▶ [ACTIVITY]:
Your answer should be a faithful copy of the entire listing.

▶ [RECORD EXCERPTS]:
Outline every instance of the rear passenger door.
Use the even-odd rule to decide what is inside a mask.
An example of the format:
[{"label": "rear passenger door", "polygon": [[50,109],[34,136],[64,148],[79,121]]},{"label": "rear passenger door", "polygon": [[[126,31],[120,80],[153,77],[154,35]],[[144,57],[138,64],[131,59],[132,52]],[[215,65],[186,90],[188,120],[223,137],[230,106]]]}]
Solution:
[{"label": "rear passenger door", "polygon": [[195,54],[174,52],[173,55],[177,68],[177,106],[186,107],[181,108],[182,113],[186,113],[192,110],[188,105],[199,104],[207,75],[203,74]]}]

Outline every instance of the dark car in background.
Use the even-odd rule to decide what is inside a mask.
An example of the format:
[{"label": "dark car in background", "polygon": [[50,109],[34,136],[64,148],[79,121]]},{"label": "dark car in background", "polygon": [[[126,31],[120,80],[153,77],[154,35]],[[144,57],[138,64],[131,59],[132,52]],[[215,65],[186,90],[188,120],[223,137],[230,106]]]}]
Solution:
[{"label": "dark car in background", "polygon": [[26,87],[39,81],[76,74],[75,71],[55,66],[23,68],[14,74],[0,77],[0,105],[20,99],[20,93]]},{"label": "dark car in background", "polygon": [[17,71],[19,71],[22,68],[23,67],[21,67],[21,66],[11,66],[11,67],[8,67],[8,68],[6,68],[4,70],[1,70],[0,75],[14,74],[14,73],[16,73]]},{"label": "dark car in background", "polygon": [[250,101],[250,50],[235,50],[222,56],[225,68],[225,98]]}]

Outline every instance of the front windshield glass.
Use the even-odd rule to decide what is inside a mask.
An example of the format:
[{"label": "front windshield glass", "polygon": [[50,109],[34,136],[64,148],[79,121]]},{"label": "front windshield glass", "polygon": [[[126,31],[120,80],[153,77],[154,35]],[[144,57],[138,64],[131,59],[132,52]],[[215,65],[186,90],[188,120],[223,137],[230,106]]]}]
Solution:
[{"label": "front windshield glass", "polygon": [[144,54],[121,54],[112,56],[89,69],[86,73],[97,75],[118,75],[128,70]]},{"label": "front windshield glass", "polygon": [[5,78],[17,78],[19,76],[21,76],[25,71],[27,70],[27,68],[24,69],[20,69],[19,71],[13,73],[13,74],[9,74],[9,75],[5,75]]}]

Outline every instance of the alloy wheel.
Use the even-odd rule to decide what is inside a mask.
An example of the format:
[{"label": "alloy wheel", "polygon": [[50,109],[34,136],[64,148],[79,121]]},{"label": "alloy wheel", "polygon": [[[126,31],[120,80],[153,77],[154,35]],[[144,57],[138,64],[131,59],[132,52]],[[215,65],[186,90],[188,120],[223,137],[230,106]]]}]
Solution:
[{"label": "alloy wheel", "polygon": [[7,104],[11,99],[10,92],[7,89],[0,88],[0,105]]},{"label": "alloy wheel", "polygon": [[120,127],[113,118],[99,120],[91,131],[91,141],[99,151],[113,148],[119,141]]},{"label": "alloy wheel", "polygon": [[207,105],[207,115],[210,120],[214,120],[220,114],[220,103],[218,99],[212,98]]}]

▶ [THE COMPLETED TASK]:
Outline every instance of the rear passenger door.
Use the even-odd rule to decide what is inside a mask.
An example of the format:
[{"label": "rear passenger door", "polygon": [[50,109],[34,136],[64,148],[79,121]]},{"label": "rear passenger door", "polygon": [[[126,31],[120,80],[153,77],[154,35]],[[144,57],[138,64],[131,59],[132,52]],[[215,65],[186,90],[188,120],[223,137],[230,106]]]}]
Solution:
[{"label": "rear passenger door", "polygon": [[195,54],[174,52],[173,55],[177,68],[177,106],[186,107],[181,108],[182,113],[186,113],[192,110],[188,105],[199,104],[207,75],[203,74]]}]

Outline every instance of the dark car in background.
Use the even-odd rule to decide what is inside a mask.
An example of the format:
[{"label": "dark car in background", "polygon": [[50,109],[34,136],[64,148],[79,121]]},{"label": "dark car in background", "polygon": [[[126,31],[120,80],[153,77],[154,35]],[[144,57],[138,64],[131,59],[132,52]],[[215,65],[186,90],[188,120],[223,137],[230,106]]]}]
Solution:
[{"label": "dark car in background", "polygon": [[26,87],[39,81],[76,74],[75,71],[55,66],[23,68],[14,74],[0,77],[0,105],[20,99],[20,93]]},{"label": "dark car in background", "polygon": [[17,71],[19,71],[22,68],[23,67],[21,67],[21,66],[11,66],[11,67],[8,67],[8,68],[6,68],[4,70],[1,70],[0,75],[14,74],[14,73],[16,73]]},{"label": "dark car in background", "polygon": [[250,101],[250,50],[235,50],[222,56],[225,68],[225,98]]}]

Outline every instance of the front windshield glass.
Use the even-odd rule to decide what is inside a mask.
An example of the format:
[{"label": "front windshield glass", "polygon": [[50,109],[34,136],[64,148],[79,121]]},{"label": "front windshield glass", "polygon": [[[126,31],[120,80],[153,77],[154,35]],[[144,57],[138,64],[131,59],[132,52]],[[215,65],[186,90],[188,120],[223,137],[230,106]]]}]
Solution:
[{"label": "front windshield glass", "polygon": [[144,54],[121,54],[112,56],[89,69],[86,73],[97,75],[118,75],[128,70]]},{"label": "front windshield glass", "polygon": [[5,78],[17,78],[19,76],[21,76],[25,71],[27,70],[27,68],[24,69],[20,69],[19,71],[13,73],[13,74],[9,74],[9,75],[5,75]]}]

Outline every instance of the alloy wheel.
Use the even-odd rule to decide what is inside a mask.
An example of the format:
[{"label": "alloy wheel", "polygon": [[50,109],[34,136],[64,148],[79,121]]},{"label": "alloy wheel", "polygon": [[[126,31],[120,80],[153,77],[154,35]],[[144,57],[138,64],[131,59],[132,52]],[[215,65],[186,90],[188,120],[223,137],[230,106]]]}]
Solution:
[{"label": "alloy wheel", "polygon": [[7,104],[11,99],[10,92],[7,89],[0,88],[0,105]]},{"label": "alloy wheel", "polygon": [[120,127],[113,118],[99,120],[91,131],[91,141],[99,151],[113,148],[119,141]]},{"label": "alloy wheel", "polygon": [[207,105],[207,115],[210,120],[214,120],[220,114],[220,103],[218,99],[212,98]]}]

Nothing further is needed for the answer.